*Work to complete:*
Display each line of the records below that contains the string "boat". Uppercase and lowercase letters must match exactly.

Entries from a dataset:
:::
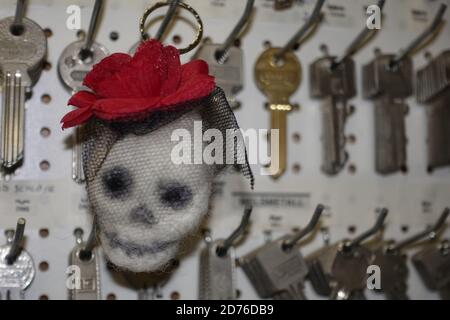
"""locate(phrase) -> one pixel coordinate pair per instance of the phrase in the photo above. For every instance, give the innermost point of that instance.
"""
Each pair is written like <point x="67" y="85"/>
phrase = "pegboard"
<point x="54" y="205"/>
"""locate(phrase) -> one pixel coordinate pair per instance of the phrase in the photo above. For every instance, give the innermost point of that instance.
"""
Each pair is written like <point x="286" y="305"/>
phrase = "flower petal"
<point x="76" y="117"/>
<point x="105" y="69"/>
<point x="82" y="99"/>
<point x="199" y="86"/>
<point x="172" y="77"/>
:::
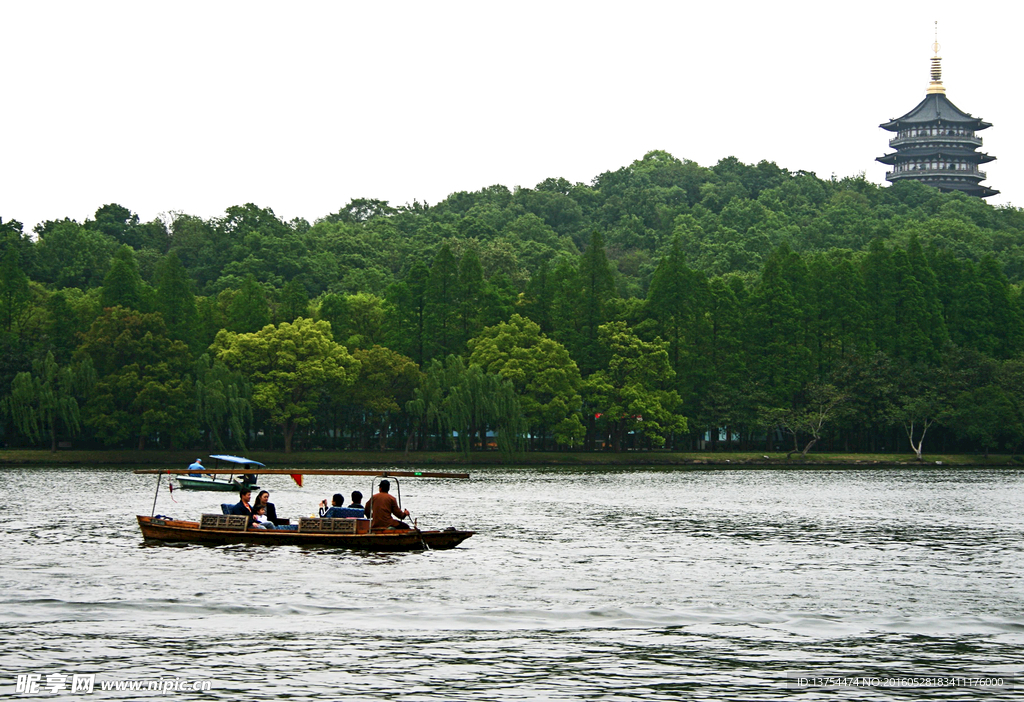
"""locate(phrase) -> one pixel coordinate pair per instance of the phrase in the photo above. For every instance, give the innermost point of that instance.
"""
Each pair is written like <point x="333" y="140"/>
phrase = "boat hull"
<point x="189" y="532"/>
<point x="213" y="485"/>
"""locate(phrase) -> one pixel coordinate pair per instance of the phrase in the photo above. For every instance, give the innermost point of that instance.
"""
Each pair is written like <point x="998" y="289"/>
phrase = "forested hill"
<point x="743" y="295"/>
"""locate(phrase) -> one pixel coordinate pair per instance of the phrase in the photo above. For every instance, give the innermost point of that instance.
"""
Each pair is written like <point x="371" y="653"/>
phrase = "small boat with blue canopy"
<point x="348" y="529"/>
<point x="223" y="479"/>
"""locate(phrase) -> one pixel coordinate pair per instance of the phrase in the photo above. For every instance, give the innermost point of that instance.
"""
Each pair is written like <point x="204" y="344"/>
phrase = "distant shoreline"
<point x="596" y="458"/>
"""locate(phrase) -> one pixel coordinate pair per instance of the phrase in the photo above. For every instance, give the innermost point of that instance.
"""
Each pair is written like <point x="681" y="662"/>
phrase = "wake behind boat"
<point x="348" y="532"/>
:::
*Reply:*
phrase = "boat hull"
phrase = "small boat with blue canopy"
phrase = "wake behind boat"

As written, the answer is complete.